▶ WHAT THE TASK REQUIRES: Duplicate every one of the items below line for line, without changing anything, and omit the pictures from your answer.

Object position labeling items:
==================================================
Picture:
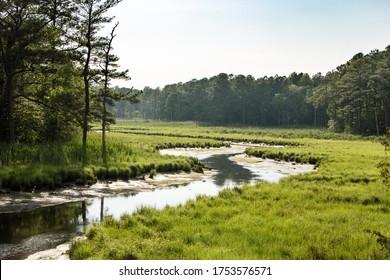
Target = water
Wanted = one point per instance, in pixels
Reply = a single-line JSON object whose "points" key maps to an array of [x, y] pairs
{"points": [[25, 233]]}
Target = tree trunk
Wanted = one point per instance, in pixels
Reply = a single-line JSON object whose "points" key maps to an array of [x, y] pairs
{"points": [[376, 121], [104, 149], [10, 107]]}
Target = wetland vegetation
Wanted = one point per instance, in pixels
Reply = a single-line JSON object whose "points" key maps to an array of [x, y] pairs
{"points": [[57, 129]]}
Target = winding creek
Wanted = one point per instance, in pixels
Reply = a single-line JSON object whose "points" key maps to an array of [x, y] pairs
{"points": [[27, 230]]}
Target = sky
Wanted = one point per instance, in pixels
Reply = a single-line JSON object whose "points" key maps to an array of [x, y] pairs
{"points": [[163, 42]]}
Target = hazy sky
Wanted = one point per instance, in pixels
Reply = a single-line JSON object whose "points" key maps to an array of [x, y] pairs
{"points": [[169, 41]]}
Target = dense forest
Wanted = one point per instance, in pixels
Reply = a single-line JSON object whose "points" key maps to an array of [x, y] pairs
{"points": [[353, 98], [56, 68]]}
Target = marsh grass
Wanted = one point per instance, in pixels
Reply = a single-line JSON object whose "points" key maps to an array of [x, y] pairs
{"points": [[340, 211], [48, 166]]}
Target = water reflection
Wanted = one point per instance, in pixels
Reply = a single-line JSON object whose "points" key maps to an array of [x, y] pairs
{"points": [[229, 173], [31, 231]]}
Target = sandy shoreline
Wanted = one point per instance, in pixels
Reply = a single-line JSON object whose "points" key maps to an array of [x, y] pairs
{"points": [[22, 201]]}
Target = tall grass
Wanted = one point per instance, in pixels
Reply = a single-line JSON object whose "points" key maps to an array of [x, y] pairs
{"points": [[340, 211], [45, 166]]}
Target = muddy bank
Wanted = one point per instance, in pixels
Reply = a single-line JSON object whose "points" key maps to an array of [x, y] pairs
{"points": [[284, 168], [22, 201]]}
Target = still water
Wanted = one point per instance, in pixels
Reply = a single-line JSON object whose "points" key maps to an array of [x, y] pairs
{"points": [[24, 233]]}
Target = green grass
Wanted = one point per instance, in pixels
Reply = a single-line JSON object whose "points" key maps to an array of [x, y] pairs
{"points": [[340, 211], [25, 168]]}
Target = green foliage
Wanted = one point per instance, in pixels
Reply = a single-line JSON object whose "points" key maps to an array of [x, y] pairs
{"points": [[384, 165], [340, 211], [352, 98]]}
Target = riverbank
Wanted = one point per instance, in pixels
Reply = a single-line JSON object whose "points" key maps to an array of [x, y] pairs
{"points": [[23, 201]]}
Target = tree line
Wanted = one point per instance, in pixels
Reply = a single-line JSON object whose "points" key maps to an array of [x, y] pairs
{"points": [[56, 69], [352, 98]]}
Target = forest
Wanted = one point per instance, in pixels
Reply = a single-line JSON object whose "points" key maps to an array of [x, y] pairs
{"points": [[58, 100], [56, 70], [352, 98]]}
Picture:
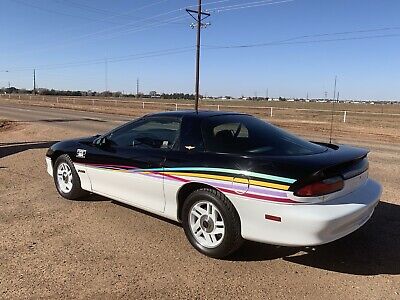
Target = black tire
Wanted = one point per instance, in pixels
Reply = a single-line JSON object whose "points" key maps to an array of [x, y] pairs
{"points": [[76, 191], [232, 238]]}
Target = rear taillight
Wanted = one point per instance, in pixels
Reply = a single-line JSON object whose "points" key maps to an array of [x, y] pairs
{"points": [[320, 188]]}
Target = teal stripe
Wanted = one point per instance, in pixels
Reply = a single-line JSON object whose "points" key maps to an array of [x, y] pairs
{"points": [[229, 171]]}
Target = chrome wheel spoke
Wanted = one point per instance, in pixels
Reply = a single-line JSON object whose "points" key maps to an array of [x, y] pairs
{"points": [[64, 178], [206, 224]]}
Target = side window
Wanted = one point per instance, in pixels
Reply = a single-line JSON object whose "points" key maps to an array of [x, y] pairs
{"points": [[227, 137], [151, 133]]}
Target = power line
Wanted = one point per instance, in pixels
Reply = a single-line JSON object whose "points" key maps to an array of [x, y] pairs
{"points": [[199, 16], [248, 5], [55, 11], [98, 61], [292, 40], [153, 24]]}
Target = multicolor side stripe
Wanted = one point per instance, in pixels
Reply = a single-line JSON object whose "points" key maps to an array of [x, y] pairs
{"points": [[257, 186]]}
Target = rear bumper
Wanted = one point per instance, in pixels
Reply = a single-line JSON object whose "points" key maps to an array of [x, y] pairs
{"points": [[308, 224]]}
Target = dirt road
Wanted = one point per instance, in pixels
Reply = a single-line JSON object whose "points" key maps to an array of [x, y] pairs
{"points": [[54, 248]]}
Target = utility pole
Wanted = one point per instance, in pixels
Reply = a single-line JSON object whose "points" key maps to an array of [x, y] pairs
{"points": [[334, 89], [137, 88], [106, 73], [34, 81], [200, 16]]}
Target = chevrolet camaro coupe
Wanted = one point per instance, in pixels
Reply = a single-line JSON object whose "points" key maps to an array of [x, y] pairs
{"points": [[225, 176]]}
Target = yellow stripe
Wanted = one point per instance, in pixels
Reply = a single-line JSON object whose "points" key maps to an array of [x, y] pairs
{"points": [[227, 178]]}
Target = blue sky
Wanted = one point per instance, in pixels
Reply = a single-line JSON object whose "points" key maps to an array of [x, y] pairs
{"points": [[68, 42]]}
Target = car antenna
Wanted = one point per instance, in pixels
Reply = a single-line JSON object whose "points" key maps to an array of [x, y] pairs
{"points": [[333, 110]]}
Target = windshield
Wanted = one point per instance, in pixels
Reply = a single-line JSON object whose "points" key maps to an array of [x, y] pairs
{"points": [[244, 134]]}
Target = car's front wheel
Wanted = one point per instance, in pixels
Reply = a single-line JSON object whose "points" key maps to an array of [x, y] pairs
{"points": [[66, 178], [211, 223]]}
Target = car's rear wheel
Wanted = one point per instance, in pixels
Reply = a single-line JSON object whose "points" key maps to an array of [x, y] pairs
{"points": [[66, 179], [211, 223]]}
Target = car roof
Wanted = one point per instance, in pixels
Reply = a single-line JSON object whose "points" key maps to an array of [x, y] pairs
{"points": [[201, 114]]}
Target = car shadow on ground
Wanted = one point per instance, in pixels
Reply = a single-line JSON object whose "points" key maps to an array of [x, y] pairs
{"points": [[7, 149], [373, 249]]}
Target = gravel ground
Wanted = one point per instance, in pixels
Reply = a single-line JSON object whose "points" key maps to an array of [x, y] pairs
{"points": [[54, 248]]}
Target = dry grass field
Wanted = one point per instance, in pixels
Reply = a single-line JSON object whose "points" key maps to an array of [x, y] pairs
{"points": [[54, 248]]}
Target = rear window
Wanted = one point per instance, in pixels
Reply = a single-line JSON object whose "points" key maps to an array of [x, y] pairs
{"points": [[243, 134]]}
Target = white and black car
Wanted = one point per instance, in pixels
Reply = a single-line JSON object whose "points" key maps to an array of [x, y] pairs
{"points": [[225, 176]]}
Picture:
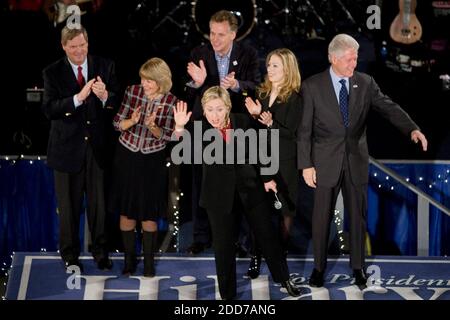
==================================================
▶ TASK OUTPUT:
Picture:
Target = water
Wanted = one point per instance, in pixels
Reply = a single-line JSON object whose "points" key maps to an array of [x, y] pairs
{"points": [[25, 233]]}
Target = tree trunk
Wanted = one point per instance, in pixels
Reply = a single-line JSON object whose "points" key maps to an array of [x, y] pairs
{"points": [[376, 121], [104, 149], [10, 107]]}
Target = wetland vegetation
Wanted = one point per instance, in pixels
Reply = a single-line JSON object whose "points" key maps to an array of [x, y] pairs
{"points": [[57, 129]]}
Target = winding creek
Wanted = one point per instance, in pixels
Reply = a single-line JSON object whose "points" key maps to an array of [x, y] pairs
{"points": [[27, 230]]}
Target = sky
Wanted = one point per instance, in pixels
Reply = a single-line JSON object whose "points" key maps to an array of [x, y] pairs
{"points": [[163, 42]]}
Target = hazy sky
Wanted = one point per instance, in pixels
Reply = a single-line JSON object whose "points" key maps to an array of [x, y] pairs
{"points": [[169, 41]]}
Target = dense forest
Wanted = one point per instance, in pixels
Reply = a single-line JSON object whose "points" key maps to an array of [x, y] pairs
{"points": [[353, 98], [56, 68]]}
Target = marsh grass
Wanted = one point per instance, in pixels
Reply = a single-line JSON object whose "points" key maps to an array of [x, y] pairs
{"points": [[340, 211], [48, 166]]}
Target = water reflection
Wanted = one point per instance, in pixels
Reply = a single-line JSON object whose "points" key maps to an array of [x, y] pairs
{"points": [[229, 173], [31, 231]]}
Target = sandy shoreline
Wanted = one point per instance, in pixels
Reply = a single-line JSON object whose "points" key maps to an array of [x, y] pairs
{"points": [[22, 201]]}
Target = tall grass
Wanted = one point per instance, in pixels
Reply = a single-line JSON object whose "points" key maps to an array of [x, y] pairs
{"points": [[340, 211], [45, 166]]}
Target = muddy bank
Wanted = one point per instance, in pixels
Reply = a single-line JSON object whose "points" key maps to an array of [x, y] pairs
{"points": [[284, 168], [22, 201]]}
Target = still water
Wanted = one point per instance, in pixels
Reply = a single-line JSON object whose "points" key maps to an array of [x, y] pairs
{"points": [[24, 233]]}
Target = green grass
Wanted = one point per instance, in pixels
Reply = a single-line JSON object whose "points" key maps to an array of [x, y] pairs
{"points": [[340, 211], [25, 168]]}
Target = green foliage
Wanted = one point per instance, in pixels
Reply = a single-line JSON object whose "points" key maps to an array of [x, y] pairs
{"points": [[384, 165], [340, 211], [352, 98]]}
Target = riverbank
Wanted = one point per instance, in pixels
Reply = a single-line JSON object whose "points" key maps to an array of [x, y] pairs
{"points": [[23, 201]]}
Target = tree line
Wanted = one point per instance, in pixels
Reply = a single-line JSON object whose "points" key maps to an array of [x, y] pairs
{"points": [[56, 69], [352, 98]]}
Target = forest
Wanted = one point per instance, in pixels
Reply = a single-line JSON object whose "points" key maps to an array of [x, y] pairs
{"points": [[58, 100], [56, 70], [352, 98]]}
Picture:
Target = black tire
Wanted = one point per instance, in pixels
Reply = a single-line JSON object whose "points" key maps to an array of [x, y] pairs
{"points": [[76, 191], [232, 238]]}
Target = rear taillight
Wanted = one point per instance, in pixels
Reply = a single-line JSON object whose "points" key maps to an array of [x, y] pairs
{"points": [[320, 188]]}
Target = teal stripe
Wanted = one point per instance, in pixels
Reply = a single-line JSON object whose "points" key maps to an array of [x, y] pairs
{"points": [[229, 171]]}
Target = chrome wheel spoke
Wanted = one point per instance, in pixels
Reply = a single-line JSON object whose "points" key maps to an array of [x, y] pairs
{"points": [[64, 178], [206, 224]]}
Target = side window
Wanted = one point per instance, in pixels
Reply = a single-line JSON object whose "points" key maps to an array of [x, y] pairs
{"points": [[227, 137], [151, 133]]}
Target = power line
Wanted = one point per instance, in pixels
Reply = a single-line JSON object whose "points" key maps to an array of [x, y] pairs
{"points": [[199, 16], [248, 5], [55, 11], [98, 61], [292, 40], [153, 24]]}
Target = multicolor side stripe
Wanted = one point per instance, in pixels
Reply = a single-line JSON object whose "points" key maps to an array of [x, y] pairs
{"points": [[257, 186]]}
Target = rear bumper
Wanted = one point per instance, in pixels
Reply = a single-line JSON object whose "points" key maps to an array of [x, y] pairs
{"points": [[308, 224]]}
Target = dirt road
Wanted = one point per instance, in pixels
Reply = a single-line JSON object whose "points" key maps to an array of [x, y] pairs
{"points": [[54, 248]]}
Target = utility pole
Wanted = one point per instance, in pixels
Reply = a single-line JSON object whose "points" key maps to an array of [x, y] pairs
{"points": [[334, 89], [137, 88], [106, 73], [34, 81], [200, 16]]}
Target = chevrolet camaro coupe
Wanted = one point per instance, in pixels
Reply = a single-line JSON object whose "points" key maps to an array of [x, y] pairs
{"points": [[225, 176]]}
Target = yellow stripe
Wanted = one point per instance, in pixels
Reply = a single-line JSON object whose "points" key maps to an array of [x, y] pairs
{"points": [[227, 178]]}
Target = blue sky
Wanted = one point per instance, in pixels
Reply = a single-line JSON object whose "points" key maps to an array of [x, y] pairs
{"points": [[68, 42]]}
Target = car antenna
Wanted = one point per instance, in pixels
Reply = a single-line JSON object whose "points" key maps to an array of [x, y] pairs
{"points": [[333, 110]]}
Target = windshield
Wanted = one point per instance, in pixels
Reply = a single-line JSON object whose "points" key maps to an array of [x, y] pairs
{"points": [[244, 134]]}
Target = car's front wheel
Wanted = one point per instance, in pixels
Reply = a single-line JSON object whose "points" key maps to an array of [x, y] pairs
{"points": [[66, 178], [211, 223]]}
Target = car's rear wheel
Wanted = one point per instance, in pixels
Reply = a single-line JSON object whose "points" key maps to an array of [x, y] pairs
{"points": [[66, 179], [211, 223]]}
Target = car roof
Wanted = one point per instance, in pixels
Reply = a single-line JSON object whose "points" key maps to an array of [x, y] pairs
{"points": [[201, 114]]}
Target = car shadow on ground
Wanted = one point per instance, in pixels
Reply = a single-line JSON object whose "points" key maps to an array of [x, y] pairs
{"points": [[7, 149], [373, 249]]}
Target = gravel ground
Wanted = one point per instance, in pixels
Reply = a single-line JSON object whose "points" key maps to an array of [x, y] pairs
{"points": [[54, 248]]}
Target = dry grass field
Wanted = one point per instance, in pixels
Reply = a single-line JSON object whose "points" key maps to an array of [x, y] pairs
{"points": [[54, 248]]}
Target = rear window
Wanted = one point per instance, in pixels
Reply = a single-line JSON object whose "points" key maps to an array of [x, y] pairs
{"points": [[243, 134]]}
Target = white and black car
Wanted = one point per instance, in pixels
Reply = a single-line JSON object whose "points" key maps to an array of [x, y] pairs
{"points": [[225, 176]]}
Picture:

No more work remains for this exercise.